DATA EXCERPTS:
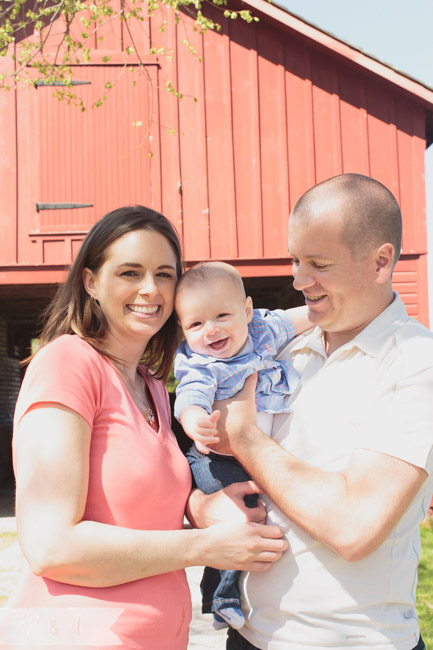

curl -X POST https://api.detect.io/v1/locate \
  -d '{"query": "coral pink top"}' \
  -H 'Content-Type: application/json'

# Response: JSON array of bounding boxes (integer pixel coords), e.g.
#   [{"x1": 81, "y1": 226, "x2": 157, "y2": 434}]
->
[{"x1": 8, "y1": 335, "x2": 191, "y2": 650}]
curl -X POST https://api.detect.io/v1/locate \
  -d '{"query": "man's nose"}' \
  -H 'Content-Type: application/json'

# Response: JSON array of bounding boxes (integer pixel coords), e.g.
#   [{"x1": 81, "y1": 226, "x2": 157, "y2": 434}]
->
[{"x1": 292, "y1": 264, "x2": 315, "y2": 291}]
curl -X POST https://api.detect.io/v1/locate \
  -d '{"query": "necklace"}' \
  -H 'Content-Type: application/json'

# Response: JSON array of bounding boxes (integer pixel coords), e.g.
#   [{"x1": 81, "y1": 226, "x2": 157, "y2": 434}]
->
[{"x1": 116, "y1": 363, "x2": 156, "y2": 431}]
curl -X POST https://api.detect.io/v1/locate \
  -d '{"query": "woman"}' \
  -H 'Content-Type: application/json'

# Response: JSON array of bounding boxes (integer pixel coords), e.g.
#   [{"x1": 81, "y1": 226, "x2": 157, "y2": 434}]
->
[{"x1": 7, "y1": 206, "x2": 286, "y2": 650}]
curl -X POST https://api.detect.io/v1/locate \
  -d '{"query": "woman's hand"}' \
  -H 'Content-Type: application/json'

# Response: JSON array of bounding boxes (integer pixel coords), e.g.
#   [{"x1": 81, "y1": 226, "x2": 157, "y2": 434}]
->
[
  {"x1": 196, "y1": 523, "x2": 289, "y2": 571},
  {"x1": 186, "y1": 481, "x2": 266, "y2": 528}
]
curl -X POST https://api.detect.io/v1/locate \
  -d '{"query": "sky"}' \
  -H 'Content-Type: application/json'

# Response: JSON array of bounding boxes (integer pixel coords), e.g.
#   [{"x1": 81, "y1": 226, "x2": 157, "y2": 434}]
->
[{"x1": 273, "y1": 0, "x2": 433, "y2": 88}]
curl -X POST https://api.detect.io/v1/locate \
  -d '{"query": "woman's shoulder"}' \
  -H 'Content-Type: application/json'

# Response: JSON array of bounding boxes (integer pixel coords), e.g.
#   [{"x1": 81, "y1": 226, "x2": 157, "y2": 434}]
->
[{"x1": 29, "y1": 334, "x2": 101, "y2": 368}]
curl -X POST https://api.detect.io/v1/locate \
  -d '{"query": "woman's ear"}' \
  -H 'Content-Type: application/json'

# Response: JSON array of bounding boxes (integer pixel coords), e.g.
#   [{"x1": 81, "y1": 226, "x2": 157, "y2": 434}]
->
[
  {"x1": 83, "y1": 268, "x2": 96, "y2": 299},
  {"x1": 245, "y1": 296, "x2": 254, "y2": 323}
]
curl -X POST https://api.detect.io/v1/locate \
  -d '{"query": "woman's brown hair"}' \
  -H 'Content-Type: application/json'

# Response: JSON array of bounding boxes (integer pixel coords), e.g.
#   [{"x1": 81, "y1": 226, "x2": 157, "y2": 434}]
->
[{"x1": 40, "y1": 205, "x2": 183, "y2": 381}]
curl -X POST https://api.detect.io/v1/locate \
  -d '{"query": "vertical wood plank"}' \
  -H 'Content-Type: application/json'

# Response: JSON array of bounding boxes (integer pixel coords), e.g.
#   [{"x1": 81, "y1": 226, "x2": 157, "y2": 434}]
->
[
  {"x1": 230, "y1": 21, "x2": 263, "y2": 259},
  {"x1": 285, "y1": 38, "x2": 316, "y2": 209},
  {"x1": 150, "y1": 6, "x2": 184, "y2": 235},
  {"x1": 203, "y1": 10, "x2": 238, "y2": 260},
  {"x1": 366, "y1": 83, "x2": 400, "y2": 201},
  {"x1": 339, "y1": 68, "x2": 370, "y2": 176},
  {"x1": 312, "y1": 54, "x2": 343, "y2": 182},
  {"x1": 0, "y1": 47, "x2": 18, "y2": 265},
  {"x1": 177, "y1": 16, "x2": 210, "y2": 260},
  {"x1": 258, "y1": 24, "x2": 289, "y2": 257}
]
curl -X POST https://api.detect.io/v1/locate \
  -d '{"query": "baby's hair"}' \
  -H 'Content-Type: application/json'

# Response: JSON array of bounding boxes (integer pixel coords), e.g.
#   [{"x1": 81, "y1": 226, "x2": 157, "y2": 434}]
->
[{"x1": 176, "y1": 262, "x2": 246, "y2": 298}]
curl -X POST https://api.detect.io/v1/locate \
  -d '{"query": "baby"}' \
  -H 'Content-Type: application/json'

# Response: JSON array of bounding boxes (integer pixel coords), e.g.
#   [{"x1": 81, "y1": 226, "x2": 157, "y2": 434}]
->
[{"x1": 174, "y1": 262, "x2": 312, "y2": 629}]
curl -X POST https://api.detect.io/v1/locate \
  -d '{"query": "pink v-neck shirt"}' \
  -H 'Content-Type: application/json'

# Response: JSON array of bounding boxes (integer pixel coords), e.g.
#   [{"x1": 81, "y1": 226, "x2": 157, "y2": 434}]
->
[{"x1": 8, "y1": 335, "x2": 191, "y2": 650}]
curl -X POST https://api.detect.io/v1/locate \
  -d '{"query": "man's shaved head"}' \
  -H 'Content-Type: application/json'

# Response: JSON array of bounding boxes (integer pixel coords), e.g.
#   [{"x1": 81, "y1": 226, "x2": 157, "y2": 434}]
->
[{"x1": 291, "y1": 174, "x2": 402, "y2": 265}]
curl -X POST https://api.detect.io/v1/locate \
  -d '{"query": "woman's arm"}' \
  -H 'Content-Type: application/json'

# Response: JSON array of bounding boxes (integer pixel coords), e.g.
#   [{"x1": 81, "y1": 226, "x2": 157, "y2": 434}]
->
[{"x1": 14, "y1": 403, "x2": 287, "y2": 587}]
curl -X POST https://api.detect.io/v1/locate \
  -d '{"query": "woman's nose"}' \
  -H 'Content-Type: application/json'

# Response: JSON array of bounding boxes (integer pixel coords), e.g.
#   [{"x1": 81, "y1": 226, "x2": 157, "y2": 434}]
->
[{"x1": 139, "y1": 273, "x2": 158, "y2": 296}]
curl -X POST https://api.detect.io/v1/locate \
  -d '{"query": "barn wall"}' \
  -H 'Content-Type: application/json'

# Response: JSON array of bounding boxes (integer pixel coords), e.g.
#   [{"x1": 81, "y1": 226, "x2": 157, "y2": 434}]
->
[{"x1": 0, "y1": 1, "x2": 427, "y2": 322}]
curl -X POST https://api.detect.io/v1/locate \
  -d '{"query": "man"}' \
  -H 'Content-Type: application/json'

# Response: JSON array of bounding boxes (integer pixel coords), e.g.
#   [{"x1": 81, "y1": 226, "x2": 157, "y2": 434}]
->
[{"x1": 215, "y1": 174, "x2": 433, "y2": 650}]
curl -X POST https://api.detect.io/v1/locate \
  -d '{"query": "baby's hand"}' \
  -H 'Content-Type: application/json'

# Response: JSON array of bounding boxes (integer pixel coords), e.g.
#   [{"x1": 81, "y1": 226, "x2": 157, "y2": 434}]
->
[{"x1": 180, "y1": 406, "x2": 220, "y2": 454}]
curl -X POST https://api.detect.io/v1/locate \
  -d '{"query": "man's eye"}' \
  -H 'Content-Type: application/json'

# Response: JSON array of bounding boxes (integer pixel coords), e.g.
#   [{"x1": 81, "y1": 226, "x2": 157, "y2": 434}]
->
[{"x1": 313, "y1": 262, "x2": 328, "y2": 271}]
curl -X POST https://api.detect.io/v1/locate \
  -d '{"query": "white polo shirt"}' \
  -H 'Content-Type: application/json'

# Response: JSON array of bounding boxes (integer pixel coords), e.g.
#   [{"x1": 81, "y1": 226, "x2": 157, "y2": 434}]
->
[{"x1": 240, "y1": 295, "x2": 433, "y2": 650}]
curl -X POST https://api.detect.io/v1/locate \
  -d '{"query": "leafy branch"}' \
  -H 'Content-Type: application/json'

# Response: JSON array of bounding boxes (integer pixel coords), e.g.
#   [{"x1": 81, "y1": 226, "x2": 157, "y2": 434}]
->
[{"x1": 0, "y1": 0, "x2": 258, "y2": 98}]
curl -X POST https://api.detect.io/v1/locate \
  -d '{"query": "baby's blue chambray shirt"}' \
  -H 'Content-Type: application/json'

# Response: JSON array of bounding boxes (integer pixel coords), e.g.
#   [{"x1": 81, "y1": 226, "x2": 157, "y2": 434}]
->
[{"x1": 174, "y1": 309, "x2": 300, "y2": 418}]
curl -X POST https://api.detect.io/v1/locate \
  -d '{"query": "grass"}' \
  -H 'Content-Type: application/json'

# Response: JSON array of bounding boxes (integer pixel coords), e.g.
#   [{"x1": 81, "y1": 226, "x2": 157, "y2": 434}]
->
[
  {"x1": 0, "y1": 516, "x2": 433, "y2": 636},
  {"x1": 416, "y1": 517, "x2": 433, "y2": 650}
]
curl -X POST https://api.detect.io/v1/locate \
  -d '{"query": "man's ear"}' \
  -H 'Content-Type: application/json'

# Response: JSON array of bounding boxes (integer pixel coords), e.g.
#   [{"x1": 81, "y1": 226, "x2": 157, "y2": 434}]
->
[
  {"x1": 375, "y1": 243, "x2": 394, "y2": 284},
  {"x1": 82, "y1": 268, "x2": 96, "y2": 298},
  {"x1": 245, "y1": 296, "x2": 253, "y2": 323}
]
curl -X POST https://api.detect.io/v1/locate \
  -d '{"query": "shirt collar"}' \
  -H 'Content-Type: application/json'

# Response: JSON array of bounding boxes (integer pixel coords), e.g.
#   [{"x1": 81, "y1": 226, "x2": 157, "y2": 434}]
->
[{"x1": 291, "y1": 292, "x2": 409, "y2": 358}]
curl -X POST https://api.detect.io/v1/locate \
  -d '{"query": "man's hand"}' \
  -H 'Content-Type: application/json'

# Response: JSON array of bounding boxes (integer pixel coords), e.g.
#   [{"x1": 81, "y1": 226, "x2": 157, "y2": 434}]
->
[{"x1": 186, "y1": 481, "x2": 266, "y2": 528}]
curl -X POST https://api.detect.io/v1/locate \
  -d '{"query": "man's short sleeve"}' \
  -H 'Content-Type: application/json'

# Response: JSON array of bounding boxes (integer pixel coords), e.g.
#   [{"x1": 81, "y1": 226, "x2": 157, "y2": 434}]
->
[{"x1": 355, "y1": 336, "x2": 433, "y2": 474}]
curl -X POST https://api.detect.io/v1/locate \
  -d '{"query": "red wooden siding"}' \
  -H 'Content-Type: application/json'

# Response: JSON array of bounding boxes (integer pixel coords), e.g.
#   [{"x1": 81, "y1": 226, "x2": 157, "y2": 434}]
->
[{"x1": 0, "y1": 0, "x2": 433, "y2": 324}]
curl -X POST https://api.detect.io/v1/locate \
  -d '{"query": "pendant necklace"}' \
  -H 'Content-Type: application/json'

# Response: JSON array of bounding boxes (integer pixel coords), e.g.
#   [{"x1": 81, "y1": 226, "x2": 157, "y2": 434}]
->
[{"x1": 116, "y1": 364, "x2": 156, "y2": 431}]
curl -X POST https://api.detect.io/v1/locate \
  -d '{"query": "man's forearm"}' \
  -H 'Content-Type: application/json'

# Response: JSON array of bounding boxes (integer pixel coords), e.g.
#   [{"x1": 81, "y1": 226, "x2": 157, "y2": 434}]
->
[{"x1": 230, "y1": 424, "x2": 425, "y2": 561}]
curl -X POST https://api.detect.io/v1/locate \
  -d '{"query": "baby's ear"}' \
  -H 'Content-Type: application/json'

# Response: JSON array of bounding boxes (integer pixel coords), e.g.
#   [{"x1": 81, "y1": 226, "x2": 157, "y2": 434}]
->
[{"x1": 245, "y1": 296, "x2": 254, "y2": 323}]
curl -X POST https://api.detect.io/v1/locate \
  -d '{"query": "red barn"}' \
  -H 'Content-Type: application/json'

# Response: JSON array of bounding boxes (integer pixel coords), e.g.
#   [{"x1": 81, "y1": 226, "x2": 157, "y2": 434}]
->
[{"x1": 0, "y1": 0, "x2": 433, "y2": 470}]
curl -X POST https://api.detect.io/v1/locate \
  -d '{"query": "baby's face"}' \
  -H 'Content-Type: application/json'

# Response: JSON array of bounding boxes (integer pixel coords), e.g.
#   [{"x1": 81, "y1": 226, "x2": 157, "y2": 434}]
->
[{"x1": 175, "y1": 278, "x2": 253, "y2": 359}]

GIVEN PROBLEM:
Gather each line of the data above that contains the string "woman".

REPLY TO THE EXERCISE:
  -d '{"query": "woman"}' \
  -d '{"query": "woman's hand"}' \
  -d '{"query": "woman's shoulder"}' \
  -d '{"query": "woman's ear"}' \
  -d '{"query": "woman's brown hair"}' \
  -d '{"query": "woman's arm"}' \
  -d '{"query": "woman's nose"}' \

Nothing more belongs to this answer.